Segment Start: TEXT EXCERPT
Looking back, Nancy Foster wonders whether her decision as a young woman to pursue a dual major in visual art and art therapy at the College of New Jersey was a premonition. “My father wanted me to be a nurse, but somehow or another we are guided to what we should do in life,” she says. Now 61, Nancy was officially diagnosed with multiple sclerosis 11 years ago, although she has become aware that she had symptoms even before then. She credits her careers as an art therapist, a high school art teacher, and an artist in her own right for enhancing her ability to live as well as possible with the debilitating condition that affects an estimated one million people worldwide.

“I truly believe in the healing power of creating art,” she says. “It soothes and comforts you, which is why I wanted to devise a program that would help other people with MS.” To that end, just one year after pain and blurry vision caused by optic neuritis confirmed that she had MS, Nancy prepared a grant proposal for a program entitled “Watercolor as a Therapeutic Modality for Multiple Sclerosis”. She wrote: “Some common emotional responses to multiple sclerosis include denial, anger, guilt, fear, and a desire to regain control over one’s life. A diagnosis of MS implies a lifelong condition, progressive physical disability, emotional conflict and lasting adjustments. It can often trigger depression. Stress is a normal reaction to MS. Art can provide a positive stress-relieving temporary escape from the disease, alleviate mild depression, as well as provide the artist with an enhanced sense of self-worth, and the ability to control change.”
Segment End: TEXT EXCERPT
Segment Start: DATA EXCERPTS
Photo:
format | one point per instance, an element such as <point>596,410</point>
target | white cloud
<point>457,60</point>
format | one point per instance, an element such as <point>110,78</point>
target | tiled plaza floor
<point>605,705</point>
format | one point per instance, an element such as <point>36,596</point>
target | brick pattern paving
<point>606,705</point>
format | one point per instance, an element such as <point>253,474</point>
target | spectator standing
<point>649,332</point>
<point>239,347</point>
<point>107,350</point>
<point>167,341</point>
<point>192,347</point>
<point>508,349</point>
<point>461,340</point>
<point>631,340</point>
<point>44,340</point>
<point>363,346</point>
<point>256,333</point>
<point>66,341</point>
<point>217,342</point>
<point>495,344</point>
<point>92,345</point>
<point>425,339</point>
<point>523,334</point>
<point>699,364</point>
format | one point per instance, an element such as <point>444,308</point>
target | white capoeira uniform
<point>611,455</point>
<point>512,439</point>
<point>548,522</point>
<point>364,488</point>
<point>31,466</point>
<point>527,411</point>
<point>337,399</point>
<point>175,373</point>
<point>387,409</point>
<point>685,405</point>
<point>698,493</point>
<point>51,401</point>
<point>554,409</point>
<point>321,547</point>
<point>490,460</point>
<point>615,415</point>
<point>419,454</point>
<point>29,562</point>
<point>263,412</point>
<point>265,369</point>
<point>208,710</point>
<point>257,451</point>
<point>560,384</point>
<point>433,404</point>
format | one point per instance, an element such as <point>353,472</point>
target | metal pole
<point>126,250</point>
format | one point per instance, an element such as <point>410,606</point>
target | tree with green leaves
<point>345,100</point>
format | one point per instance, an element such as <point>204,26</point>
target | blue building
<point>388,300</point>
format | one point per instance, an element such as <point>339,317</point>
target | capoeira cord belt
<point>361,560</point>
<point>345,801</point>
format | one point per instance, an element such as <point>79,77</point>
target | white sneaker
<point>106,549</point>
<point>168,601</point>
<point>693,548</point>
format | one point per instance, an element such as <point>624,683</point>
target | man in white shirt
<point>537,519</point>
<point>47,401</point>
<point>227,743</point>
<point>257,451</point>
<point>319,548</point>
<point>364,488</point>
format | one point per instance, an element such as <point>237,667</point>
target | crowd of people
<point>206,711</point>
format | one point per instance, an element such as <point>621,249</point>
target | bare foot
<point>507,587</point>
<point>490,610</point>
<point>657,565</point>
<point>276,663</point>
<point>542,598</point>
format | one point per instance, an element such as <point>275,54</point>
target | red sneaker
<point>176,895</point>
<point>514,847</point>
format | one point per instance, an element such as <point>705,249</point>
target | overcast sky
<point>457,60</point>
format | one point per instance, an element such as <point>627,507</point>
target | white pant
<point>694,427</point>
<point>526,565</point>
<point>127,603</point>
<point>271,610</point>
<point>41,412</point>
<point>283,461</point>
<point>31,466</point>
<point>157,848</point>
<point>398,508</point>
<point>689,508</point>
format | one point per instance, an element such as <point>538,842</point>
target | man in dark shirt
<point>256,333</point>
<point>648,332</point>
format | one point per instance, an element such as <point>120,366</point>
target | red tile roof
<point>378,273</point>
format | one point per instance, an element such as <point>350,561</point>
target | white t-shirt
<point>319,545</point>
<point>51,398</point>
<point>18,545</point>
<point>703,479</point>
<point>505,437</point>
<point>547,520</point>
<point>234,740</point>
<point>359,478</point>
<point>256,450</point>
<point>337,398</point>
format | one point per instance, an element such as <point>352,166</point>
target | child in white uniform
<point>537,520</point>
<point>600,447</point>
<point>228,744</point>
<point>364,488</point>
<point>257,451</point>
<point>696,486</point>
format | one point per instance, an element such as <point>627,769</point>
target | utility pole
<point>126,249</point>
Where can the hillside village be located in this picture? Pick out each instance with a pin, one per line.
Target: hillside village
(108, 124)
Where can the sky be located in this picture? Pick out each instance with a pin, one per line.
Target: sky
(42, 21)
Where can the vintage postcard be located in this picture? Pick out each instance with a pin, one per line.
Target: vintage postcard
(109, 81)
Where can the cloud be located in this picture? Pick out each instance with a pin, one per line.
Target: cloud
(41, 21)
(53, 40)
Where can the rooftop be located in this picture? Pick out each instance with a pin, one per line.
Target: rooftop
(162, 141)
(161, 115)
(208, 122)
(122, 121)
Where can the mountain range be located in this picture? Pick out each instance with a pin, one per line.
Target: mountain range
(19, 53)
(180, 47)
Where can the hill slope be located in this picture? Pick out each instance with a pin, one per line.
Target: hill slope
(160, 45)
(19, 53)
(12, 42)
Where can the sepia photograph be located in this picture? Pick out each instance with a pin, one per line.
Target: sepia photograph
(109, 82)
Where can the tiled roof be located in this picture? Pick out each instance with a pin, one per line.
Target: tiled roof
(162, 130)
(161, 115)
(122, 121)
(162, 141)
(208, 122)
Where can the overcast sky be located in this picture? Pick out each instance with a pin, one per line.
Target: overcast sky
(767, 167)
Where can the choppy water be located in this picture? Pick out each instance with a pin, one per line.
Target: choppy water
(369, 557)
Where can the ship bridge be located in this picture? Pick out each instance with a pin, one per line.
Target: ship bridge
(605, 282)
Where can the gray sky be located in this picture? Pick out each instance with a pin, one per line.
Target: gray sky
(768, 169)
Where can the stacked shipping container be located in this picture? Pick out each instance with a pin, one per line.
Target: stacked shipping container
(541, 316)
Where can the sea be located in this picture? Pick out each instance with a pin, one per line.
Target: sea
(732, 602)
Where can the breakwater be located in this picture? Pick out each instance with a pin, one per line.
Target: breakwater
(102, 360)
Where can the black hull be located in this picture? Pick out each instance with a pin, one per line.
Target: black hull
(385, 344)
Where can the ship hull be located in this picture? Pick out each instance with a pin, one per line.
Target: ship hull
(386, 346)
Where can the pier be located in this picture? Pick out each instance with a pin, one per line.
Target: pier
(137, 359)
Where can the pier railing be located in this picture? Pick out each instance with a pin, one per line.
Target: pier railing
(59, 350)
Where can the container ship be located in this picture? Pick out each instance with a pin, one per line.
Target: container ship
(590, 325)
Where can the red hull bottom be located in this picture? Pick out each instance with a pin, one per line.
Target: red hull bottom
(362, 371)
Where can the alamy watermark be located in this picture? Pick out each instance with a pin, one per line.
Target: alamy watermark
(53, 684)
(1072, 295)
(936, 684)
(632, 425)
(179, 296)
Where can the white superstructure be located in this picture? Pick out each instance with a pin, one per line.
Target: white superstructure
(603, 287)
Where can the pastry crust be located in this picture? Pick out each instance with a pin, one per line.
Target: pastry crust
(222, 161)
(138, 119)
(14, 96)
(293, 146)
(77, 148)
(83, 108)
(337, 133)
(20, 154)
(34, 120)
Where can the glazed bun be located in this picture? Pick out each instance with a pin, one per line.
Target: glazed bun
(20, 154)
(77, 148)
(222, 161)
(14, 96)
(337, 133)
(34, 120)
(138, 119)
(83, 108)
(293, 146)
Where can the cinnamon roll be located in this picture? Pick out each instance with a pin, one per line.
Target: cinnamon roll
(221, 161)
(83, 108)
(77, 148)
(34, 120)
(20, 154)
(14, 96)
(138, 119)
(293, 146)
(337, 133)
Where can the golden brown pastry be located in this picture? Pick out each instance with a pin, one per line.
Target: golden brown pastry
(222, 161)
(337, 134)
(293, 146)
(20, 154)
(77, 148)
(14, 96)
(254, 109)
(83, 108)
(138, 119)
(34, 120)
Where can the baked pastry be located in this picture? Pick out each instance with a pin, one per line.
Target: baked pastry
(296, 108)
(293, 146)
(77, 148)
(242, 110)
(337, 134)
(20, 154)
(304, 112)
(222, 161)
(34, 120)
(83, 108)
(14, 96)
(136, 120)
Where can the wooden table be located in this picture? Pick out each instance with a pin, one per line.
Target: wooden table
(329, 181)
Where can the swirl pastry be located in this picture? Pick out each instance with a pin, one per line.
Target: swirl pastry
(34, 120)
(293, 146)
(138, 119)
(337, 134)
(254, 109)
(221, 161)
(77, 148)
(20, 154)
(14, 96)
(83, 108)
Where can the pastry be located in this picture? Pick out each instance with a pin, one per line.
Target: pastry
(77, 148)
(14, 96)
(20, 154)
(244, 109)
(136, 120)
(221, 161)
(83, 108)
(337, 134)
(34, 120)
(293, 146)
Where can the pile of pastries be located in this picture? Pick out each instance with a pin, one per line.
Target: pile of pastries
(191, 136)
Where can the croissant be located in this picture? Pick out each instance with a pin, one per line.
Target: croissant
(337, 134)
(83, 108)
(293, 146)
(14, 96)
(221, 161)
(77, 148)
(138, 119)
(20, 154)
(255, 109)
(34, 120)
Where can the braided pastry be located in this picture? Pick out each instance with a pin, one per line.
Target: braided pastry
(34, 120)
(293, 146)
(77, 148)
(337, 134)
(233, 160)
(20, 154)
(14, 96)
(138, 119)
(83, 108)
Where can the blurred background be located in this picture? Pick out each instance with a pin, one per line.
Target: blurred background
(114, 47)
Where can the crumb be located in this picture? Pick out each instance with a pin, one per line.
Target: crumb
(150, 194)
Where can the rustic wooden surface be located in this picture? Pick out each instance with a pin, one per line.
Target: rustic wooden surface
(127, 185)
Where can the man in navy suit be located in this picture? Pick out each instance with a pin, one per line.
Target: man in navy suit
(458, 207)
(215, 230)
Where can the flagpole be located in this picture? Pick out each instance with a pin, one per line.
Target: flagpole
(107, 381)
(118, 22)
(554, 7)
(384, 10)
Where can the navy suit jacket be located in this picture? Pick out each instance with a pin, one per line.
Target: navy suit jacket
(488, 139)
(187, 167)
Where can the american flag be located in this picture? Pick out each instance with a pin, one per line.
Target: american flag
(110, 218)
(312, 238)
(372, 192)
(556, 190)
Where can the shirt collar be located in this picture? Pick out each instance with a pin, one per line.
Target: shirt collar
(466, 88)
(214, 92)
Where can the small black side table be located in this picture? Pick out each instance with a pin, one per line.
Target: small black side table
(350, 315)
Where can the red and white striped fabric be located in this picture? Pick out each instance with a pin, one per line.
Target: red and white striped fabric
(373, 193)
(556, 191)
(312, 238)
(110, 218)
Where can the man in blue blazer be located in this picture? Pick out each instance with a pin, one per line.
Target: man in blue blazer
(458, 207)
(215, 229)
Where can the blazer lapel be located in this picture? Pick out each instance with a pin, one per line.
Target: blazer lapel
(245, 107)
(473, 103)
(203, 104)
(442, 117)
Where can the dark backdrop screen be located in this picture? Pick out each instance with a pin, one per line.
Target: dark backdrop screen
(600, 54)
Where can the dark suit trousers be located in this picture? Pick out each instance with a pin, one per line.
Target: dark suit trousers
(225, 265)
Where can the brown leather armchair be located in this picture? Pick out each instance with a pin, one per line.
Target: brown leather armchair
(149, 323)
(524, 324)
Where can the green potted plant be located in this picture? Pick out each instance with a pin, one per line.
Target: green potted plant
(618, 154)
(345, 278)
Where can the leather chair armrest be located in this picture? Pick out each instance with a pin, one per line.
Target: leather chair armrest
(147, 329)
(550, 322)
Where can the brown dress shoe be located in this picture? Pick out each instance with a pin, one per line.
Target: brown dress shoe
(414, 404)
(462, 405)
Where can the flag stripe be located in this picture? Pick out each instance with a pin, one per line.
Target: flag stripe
Segment End: DATA EXCERPTS
YOUR TASK = Continue the profile of Nancy Foster, the art therapist living with multiple sclerosis, from the point where it stops.

ANSWER TO THIS TASK =
Nancy received $2,000 from Champions of Courage, a grant-giving program of the makers of the prescription MS drug called Betaseron. She used the money for supplies and served as a volunteer teacher for 24 students with MS for 12 weeks at the Perkins Center for the Arts in Collingswood, New Jersey near her home in Haddon Heights. Nancy maintains that her students, many of whom she still counts as friends, did indeed experience the promised benefits from learning to work in a fluid medium that allows even patients with shaky hands and impaired eyesight to create beautiful paintings.

Through it all, Nancy has been thankful for the loving support of her husband of 33 years, Paul, and their two children, Paul Jr., now 31, and Julia, now 28. “My family has encouraged me to keep living fully in spite of symptoms that come and go, including fatigue and some difficulty walking,” she says. “I eventually retired in 2010, but Julia was the one who urged me to keep teaching rather than give up when I received my diagnosis in 2004. She was in her senior year of high school, and she said ‘No way you’re quitting. You’re going to school!’ So I did. I never missed a day of teaching art. Julia was right!”

Nancy’s next endeavor, after retirement, was as an employee at “Say It with Clay” in Collingswood. The mission of the non-profit organization is to get people who have diverse special needs involved in projects with clay, a “process that creates pride, success, and motivation for healing”. She continues there on a pro bono basis.

Nancy has attended physical therapy sessions and is currently on an oral medication called Tecfidera instead of the injections of Betaseron she had previously been giving herself. Now she experiences no side effects at all.

She is grateful for that development, as well as for the fact that she has the “relapsing-remitting” form of MS with periods of remission, rather than one of the relentlessly progressive types. Even though she wakes up every morning to the uncertainly that comes with an unpredictable affliction, she sounds a hopeful note when she reiterates that art can be good medicine for coping with the challenges of multiple sclerosis and for making life seem more precious with each passing day.